<<<<

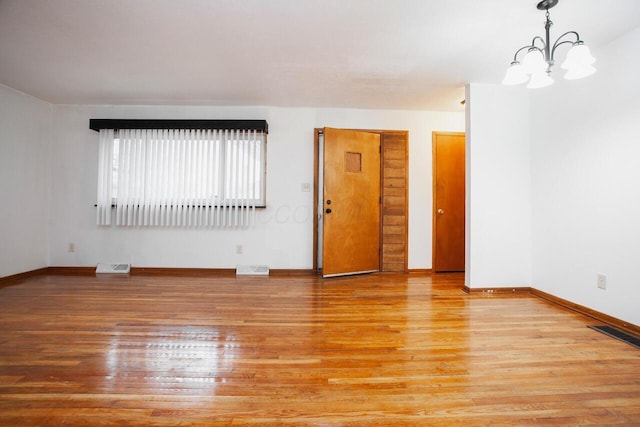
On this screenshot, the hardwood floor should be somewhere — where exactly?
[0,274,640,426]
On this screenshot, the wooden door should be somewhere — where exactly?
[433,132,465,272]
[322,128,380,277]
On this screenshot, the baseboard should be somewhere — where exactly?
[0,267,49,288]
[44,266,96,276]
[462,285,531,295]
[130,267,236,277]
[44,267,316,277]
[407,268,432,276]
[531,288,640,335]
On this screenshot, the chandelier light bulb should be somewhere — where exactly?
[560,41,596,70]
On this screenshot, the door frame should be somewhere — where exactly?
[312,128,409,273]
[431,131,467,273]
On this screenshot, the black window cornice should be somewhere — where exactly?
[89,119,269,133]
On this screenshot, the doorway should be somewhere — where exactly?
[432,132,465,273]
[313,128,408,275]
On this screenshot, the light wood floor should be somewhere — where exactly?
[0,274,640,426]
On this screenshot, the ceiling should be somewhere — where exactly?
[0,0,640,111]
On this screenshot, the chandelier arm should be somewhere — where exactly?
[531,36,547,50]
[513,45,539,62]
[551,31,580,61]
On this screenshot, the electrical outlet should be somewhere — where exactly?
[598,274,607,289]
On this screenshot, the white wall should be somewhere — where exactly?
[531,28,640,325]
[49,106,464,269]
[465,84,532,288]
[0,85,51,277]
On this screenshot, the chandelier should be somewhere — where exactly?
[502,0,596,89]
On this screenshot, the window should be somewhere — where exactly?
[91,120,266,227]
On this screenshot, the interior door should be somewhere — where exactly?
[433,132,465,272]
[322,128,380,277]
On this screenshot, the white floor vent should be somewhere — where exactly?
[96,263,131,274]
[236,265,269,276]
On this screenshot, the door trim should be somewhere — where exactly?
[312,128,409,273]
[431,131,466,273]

>>>>
<<<<

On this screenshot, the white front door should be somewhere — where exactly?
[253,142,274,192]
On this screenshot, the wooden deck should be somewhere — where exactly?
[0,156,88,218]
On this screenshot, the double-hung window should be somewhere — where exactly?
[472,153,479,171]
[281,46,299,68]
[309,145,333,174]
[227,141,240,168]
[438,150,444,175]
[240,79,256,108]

>>>>
<<<<

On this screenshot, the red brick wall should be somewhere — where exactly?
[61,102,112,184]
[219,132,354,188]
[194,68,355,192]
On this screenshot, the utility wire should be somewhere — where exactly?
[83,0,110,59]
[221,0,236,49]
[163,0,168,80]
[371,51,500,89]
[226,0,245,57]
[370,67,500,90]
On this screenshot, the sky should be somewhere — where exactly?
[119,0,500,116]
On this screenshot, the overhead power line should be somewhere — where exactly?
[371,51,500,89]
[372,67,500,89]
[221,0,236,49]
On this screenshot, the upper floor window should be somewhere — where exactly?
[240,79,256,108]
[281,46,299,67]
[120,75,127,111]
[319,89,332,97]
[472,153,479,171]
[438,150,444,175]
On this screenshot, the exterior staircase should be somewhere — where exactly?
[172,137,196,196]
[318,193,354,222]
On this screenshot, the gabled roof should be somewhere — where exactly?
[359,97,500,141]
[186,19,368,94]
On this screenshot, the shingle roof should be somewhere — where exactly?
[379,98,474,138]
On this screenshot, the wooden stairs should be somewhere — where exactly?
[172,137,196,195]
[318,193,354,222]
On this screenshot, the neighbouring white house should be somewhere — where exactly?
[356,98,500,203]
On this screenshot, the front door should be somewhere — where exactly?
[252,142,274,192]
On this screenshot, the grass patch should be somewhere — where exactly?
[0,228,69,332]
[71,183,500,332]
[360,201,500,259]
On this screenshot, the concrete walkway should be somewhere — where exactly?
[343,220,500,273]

>>>>

How many lines in the material above contain the word "wall"? Reply with the number alone.

2